━━ SOURCE DATA

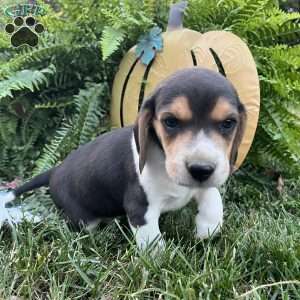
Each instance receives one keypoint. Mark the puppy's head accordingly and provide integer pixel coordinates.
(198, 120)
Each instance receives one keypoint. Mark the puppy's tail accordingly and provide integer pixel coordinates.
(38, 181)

━━━━
━━ SOURCE DATA

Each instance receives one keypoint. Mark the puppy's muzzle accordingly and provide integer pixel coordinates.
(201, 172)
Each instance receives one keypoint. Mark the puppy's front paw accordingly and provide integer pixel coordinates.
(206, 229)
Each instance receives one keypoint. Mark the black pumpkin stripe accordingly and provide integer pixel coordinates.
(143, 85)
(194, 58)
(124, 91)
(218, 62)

━━━━

**EXERCISE:** Copy out each line above that contains the word "muzzle", treating uppercase and lowercase as different.

**COMPLETE OUTPUT:**
Each instance receives one keypoint. Mark the puppy's muzzle accordingly and provide integer pixel coordinates.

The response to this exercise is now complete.